→ Your task
In the entries below, count each line where "building" appears. Give the total and nothing more.
____
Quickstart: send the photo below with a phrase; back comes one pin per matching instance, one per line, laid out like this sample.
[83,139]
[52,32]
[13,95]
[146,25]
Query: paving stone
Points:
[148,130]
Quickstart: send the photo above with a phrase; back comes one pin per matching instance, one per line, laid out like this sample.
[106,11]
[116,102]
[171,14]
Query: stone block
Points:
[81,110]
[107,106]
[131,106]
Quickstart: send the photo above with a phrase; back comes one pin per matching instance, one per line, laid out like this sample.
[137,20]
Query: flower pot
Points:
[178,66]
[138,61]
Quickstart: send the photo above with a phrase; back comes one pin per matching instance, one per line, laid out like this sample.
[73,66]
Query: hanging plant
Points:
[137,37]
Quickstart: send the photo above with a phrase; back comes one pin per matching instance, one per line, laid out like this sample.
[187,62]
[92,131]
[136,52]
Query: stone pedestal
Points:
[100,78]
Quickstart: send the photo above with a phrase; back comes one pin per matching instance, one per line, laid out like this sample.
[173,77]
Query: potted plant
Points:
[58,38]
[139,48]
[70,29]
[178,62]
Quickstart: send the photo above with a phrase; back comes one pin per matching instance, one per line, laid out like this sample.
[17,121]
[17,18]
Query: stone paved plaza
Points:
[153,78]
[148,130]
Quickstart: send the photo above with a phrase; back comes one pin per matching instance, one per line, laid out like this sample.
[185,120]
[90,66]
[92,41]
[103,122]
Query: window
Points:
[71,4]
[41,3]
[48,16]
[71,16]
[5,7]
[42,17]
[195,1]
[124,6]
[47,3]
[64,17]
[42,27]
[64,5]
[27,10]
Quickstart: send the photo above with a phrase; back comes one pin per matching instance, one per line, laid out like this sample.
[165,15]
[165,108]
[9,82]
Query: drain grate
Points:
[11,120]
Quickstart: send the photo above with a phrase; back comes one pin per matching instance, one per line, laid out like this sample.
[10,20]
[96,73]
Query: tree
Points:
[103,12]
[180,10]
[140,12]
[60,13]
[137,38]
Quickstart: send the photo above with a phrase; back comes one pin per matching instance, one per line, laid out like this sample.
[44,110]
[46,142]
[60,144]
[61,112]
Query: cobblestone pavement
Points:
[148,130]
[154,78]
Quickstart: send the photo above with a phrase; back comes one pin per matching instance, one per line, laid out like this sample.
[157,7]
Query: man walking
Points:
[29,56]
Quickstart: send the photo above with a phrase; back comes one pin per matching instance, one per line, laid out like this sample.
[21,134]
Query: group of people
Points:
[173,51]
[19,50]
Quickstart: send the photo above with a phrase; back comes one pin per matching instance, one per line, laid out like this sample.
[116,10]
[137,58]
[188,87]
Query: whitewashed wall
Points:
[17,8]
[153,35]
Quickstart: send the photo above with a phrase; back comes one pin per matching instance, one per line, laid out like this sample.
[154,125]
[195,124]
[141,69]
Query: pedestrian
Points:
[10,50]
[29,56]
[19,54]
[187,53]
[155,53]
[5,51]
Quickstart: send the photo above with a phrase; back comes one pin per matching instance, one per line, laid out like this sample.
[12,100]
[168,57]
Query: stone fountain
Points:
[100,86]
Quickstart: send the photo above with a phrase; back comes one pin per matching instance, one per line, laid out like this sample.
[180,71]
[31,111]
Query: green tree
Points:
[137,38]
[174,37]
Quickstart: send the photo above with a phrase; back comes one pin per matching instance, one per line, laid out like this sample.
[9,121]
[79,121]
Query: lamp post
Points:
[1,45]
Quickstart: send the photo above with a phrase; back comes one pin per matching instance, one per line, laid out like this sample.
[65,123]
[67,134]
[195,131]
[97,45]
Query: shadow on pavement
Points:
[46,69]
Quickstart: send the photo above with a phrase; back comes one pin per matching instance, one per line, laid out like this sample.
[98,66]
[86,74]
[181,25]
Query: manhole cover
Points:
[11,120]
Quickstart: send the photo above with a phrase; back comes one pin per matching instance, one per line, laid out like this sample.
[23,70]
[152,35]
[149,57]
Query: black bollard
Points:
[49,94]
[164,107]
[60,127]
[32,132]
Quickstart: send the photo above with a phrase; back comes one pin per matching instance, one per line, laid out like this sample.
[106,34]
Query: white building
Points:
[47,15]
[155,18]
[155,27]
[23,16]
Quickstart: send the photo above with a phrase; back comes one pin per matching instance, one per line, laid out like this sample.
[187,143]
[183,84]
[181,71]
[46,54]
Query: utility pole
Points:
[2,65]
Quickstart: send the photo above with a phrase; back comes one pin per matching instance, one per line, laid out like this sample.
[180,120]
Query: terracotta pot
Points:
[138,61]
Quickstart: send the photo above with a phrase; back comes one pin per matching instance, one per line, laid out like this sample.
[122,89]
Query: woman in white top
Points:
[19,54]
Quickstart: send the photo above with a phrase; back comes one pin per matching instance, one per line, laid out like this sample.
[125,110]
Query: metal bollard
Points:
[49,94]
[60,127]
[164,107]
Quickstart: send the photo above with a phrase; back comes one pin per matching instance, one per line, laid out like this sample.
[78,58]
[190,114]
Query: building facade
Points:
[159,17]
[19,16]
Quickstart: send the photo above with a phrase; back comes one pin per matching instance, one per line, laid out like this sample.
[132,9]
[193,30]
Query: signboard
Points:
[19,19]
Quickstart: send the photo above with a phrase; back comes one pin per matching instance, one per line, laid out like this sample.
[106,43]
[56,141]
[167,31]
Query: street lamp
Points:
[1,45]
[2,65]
____
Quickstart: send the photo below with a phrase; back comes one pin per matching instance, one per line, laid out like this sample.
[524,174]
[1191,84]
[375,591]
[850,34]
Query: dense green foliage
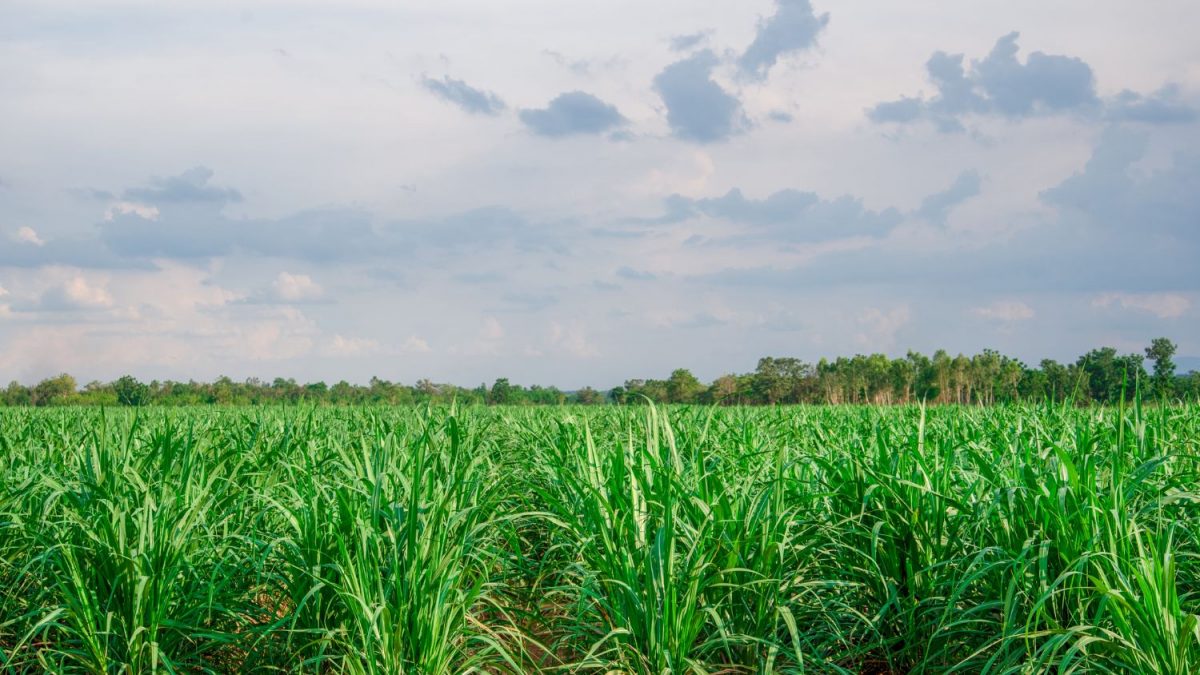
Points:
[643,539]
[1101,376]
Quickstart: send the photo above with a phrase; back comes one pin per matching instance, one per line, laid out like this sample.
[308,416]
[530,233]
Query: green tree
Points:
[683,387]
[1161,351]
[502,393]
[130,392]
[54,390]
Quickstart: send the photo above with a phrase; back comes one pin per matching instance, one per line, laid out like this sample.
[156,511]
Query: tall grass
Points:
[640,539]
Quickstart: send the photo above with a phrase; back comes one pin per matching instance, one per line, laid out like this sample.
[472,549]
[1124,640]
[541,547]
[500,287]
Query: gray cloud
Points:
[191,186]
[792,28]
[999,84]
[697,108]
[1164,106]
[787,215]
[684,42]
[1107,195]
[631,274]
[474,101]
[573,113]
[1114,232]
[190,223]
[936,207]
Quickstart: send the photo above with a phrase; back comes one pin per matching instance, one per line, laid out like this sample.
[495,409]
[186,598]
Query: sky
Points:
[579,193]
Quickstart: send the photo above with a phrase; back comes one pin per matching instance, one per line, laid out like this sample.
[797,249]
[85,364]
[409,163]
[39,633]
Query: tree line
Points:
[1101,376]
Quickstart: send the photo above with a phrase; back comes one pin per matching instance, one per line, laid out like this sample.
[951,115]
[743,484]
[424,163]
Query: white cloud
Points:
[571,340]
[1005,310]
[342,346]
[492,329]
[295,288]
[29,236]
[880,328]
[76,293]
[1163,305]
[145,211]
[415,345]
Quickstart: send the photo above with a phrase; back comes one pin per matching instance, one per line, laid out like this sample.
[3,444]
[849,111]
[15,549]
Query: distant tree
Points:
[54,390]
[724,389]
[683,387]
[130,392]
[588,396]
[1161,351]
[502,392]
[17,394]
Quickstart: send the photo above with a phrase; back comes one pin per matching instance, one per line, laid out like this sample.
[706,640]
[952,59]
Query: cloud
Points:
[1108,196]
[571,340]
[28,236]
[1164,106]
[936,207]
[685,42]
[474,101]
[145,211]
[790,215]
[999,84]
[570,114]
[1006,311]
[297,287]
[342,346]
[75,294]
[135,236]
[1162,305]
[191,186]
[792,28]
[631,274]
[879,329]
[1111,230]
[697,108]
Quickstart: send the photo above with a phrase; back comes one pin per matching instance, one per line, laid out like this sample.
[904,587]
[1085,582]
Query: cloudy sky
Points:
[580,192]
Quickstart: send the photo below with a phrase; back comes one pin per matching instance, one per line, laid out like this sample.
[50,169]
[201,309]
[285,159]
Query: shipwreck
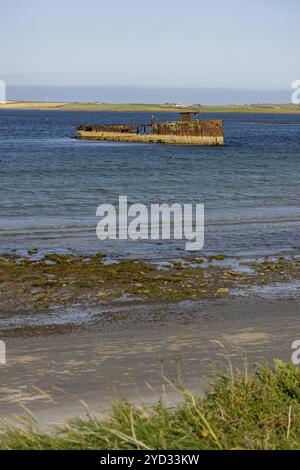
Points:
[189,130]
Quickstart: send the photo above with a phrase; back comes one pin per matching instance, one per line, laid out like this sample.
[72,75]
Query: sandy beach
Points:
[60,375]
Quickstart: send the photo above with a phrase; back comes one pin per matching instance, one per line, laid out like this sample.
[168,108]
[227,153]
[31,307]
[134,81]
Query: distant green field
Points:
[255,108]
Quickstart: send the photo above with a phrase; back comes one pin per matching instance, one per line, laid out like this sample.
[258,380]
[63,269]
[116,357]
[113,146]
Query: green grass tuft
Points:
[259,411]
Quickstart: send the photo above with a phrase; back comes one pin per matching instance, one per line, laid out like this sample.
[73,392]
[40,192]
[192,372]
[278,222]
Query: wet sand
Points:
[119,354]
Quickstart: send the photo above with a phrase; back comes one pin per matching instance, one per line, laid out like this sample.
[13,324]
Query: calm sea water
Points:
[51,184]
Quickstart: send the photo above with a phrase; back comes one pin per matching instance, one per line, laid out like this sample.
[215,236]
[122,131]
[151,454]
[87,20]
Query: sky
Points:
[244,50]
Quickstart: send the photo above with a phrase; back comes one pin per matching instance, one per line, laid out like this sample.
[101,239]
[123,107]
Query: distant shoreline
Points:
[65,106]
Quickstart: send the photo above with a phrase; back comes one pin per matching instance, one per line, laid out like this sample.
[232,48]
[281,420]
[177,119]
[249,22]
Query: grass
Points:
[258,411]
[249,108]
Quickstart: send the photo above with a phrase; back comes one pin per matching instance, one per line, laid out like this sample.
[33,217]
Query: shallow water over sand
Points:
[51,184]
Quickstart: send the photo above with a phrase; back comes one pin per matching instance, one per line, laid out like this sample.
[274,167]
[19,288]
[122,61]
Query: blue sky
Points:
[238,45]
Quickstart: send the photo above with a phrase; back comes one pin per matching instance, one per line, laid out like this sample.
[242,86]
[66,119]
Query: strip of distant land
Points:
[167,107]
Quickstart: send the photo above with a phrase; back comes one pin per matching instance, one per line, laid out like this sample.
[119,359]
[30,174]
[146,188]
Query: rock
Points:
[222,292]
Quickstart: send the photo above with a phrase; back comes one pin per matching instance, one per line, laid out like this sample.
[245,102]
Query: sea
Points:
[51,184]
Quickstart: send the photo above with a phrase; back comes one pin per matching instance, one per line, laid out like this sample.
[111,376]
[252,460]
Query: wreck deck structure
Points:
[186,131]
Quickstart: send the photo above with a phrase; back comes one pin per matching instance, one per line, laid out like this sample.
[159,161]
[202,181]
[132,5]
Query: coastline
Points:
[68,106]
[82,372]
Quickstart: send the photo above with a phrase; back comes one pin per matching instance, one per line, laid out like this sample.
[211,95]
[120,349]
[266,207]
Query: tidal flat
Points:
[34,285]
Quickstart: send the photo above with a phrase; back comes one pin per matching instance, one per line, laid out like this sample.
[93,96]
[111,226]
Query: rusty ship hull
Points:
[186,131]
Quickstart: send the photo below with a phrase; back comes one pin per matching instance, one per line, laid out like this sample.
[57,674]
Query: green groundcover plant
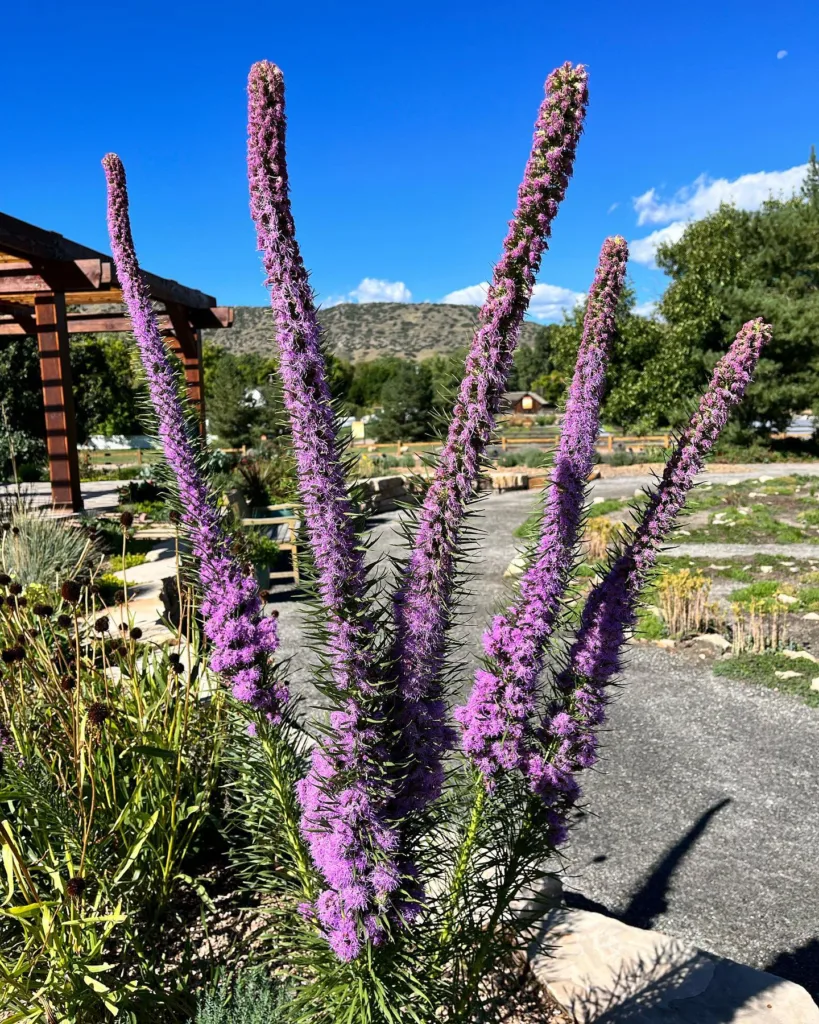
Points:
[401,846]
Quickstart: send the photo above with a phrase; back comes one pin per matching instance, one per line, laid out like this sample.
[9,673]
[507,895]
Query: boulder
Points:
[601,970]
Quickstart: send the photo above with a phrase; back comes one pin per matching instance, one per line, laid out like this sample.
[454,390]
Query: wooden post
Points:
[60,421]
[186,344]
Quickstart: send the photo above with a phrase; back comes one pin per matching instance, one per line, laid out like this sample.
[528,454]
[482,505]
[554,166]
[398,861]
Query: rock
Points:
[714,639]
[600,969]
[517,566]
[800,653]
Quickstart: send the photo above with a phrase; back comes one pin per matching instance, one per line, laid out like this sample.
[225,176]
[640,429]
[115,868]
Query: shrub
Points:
____
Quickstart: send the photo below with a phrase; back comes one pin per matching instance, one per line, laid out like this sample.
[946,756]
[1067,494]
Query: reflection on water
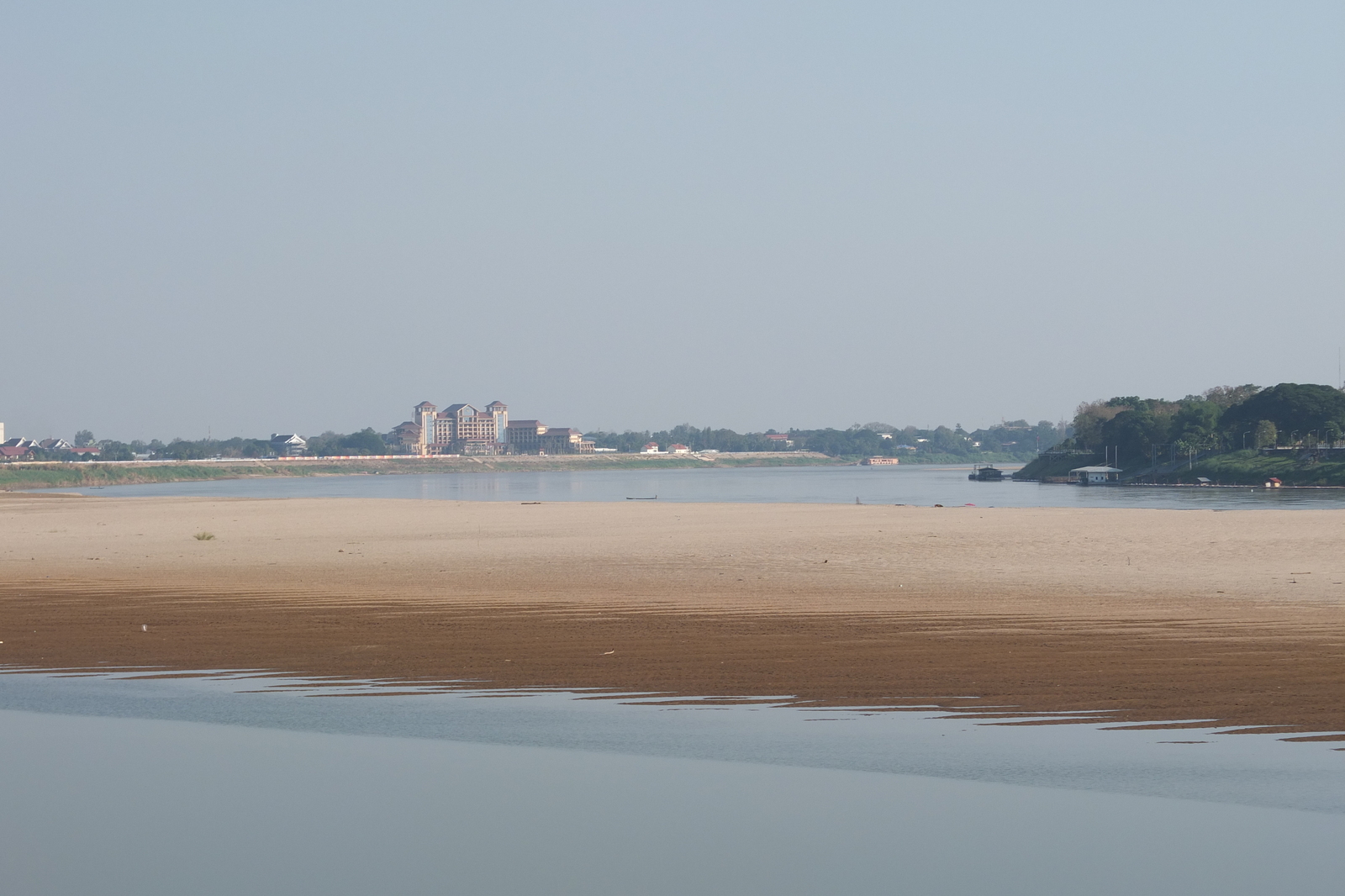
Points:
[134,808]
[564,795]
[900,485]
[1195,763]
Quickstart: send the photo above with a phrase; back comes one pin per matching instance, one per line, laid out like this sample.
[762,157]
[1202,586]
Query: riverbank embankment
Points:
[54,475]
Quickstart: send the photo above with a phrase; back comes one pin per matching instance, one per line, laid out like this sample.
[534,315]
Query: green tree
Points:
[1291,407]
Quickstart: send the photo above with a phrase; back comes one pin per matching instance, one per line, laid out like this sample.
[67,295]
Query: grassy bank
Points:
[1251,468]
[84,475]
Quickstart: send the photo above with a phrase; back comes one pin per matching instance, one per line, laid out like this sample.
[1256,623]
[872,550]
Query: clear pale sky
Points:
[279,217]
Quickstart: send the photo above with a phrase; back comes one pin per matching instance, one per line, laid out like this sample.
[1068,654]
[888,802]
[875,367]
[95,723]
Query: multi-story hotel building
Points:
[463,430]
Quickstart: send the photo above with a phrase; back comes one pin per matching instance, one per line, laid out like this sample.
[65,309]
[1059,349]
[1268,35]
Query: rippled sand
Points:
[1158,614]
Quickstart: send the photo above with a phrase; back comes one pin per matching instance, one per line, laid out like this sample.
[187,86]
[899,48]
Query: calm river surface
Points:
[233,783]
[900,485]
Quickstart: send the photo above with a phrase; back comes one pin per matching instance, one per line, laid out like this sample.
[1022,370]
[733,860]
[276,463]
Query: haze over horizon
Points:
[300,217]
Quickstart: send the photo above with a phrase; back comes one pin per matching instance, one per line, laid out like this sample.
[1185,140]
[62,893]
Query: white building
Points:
____
→ Answer to this task
4